══ Excerpt to read

Getting Older

by Former Nkem

On Friday, I attended a friend’s 27th birthday party. As she took turns hugging and thanking everyone who came, I asked her “Mary, how does it feel to be 27?” and with brutal honesty, she replied “Old! Very Old!”.

I could empathize.

Ever since I turned 21, every succeeding birthday throws me into a fit of depression. Okay, not literally but my gratefulness for having made it another year is overshadowed by the idea that I am older.

What is it about getting older that people don’t like?

This is radically different from the way I felt as a teenager. Then, I could not wait to get older. I had my plans all laid out for what I’d do, look, say and become. Adulthood could not come soon enough for me.

Now, I am fighting to hold on to and really enjoy my age. I don’t want to get older even though I know it’s inevitable. I guess I’ve realized that time really does fly by and you only get a certain amount of time to indulge in activities where your age can still be used as an excuse.

════

**Activity list**
**a.** Print the essay on getting older from "by Former Nkem" to "I am older.".
**b.** In the essay on getting older, what did Mary reply when asked how it felt to be 27?

══ Excerpted records

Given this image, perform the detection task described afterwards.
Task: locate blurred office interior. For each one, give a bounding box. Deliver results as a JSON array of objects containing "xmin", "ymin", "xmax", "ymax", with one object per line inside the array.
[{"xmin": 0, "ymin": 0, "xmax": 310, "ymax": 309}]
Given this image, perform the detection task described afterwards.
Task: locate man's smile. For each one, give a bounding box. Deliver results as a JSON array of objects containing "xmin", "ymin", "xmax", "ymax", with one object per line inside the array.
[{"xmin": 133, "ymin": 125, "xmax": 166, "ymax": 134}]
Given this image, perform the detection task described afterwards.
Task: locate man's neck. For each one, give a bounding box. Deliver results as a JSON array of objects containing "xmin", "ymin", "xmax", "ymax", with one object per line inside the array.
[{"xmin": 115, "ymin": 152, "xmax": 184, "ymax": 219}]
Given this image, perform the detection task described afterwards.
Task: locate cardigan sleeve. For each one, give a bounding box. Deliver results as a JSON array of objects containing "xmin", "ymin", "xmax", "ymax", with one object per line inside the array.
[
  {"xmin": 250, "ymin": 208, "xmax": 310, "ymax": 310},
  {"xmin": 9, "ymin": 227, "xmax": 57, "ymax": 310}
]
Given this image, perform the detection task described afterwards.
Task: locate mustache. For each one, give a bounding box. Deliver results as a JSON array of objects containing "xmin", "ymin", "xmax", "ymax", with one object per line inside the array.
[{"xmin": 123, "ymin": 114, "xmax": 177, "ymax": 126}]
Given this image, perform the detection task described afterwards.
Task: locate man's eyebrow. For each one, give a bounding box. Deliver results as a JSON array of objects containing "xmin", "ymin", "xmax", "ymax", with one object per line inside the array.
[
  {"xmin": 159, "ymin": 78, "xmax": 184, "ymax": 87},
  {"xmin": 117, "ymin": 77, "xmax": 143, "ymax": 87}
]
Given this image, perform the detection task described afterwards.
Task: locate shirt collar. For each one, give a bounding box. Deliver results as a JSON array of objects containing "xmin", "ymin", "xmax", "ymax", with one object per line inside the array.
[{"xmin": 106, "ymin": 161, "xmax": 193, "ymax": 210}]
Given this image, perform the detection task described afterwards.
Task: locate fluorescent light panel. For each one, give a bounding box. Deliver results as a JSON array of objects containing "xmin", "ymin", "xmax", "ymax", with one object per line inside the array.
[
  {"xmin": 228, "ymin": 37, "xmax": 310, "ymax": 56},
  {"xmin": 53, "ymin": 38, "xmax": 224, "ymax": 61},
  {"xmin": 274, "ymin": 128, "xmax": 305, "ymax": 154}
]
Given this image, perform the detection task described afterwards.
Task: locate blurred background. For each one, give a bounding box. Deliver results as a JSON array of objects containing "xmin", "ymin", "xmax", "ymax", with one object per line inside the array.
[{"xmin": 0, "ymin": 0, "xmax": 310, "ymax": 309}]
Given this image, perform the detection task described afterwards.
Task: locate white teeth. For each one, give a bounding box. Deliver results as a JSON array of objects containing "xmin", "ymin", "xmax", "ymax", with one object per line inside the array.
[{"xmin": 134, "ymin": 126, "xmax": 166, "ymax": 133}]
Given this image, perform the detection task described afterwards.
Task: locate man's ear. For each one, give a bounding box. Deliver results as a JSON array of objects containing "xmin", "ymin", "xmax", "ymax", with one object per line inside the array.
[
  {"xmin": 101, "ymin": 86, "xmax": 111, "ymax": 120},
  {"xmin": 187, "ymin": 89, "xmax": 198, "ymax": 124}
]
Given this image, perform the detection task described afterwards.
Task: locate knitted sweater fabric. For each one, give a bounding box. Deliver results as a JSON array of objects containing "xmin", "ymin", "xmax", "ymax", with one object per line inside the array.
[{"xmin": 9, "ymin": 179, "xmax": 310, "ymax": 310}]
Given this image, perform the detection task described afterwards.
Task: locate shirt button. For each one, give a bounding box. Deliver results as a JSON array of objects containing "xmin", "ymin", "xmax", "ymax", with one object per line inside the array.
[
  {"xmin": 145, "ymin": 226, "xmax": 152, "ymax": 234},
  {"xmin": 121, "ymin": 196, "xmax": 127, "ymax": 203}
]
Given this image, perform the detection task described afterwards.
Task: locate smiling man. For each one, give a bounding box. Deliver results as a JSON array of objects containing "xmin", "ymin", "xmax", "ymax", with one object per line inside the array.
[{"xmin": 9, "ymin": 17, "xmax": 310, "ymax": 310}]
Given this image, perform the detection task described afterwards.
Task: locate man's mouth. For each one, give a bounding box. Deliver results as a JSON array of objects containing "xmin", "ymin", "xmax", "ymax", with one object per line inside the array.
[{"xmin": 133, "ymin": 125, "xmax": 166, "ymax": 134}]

════

**Responses to the tasks**
**a.**
by Former Nkem

On Friday, I attended a friend’s 27th birthday party. As she took turns hugging and thanking everyone who came, I asked her “Mary, how does it feel to be 27?” and with brutal honesty, she replied “Old! Very Old!”.

I could empathize.

Ever since I turned 21, every succeeding birthday throws me into a fit of depression. Okay, not literally but my gratefulness for having made it another year is overshadowed by the idea that I am older.

**b.** She replied, "Old! Very Old!"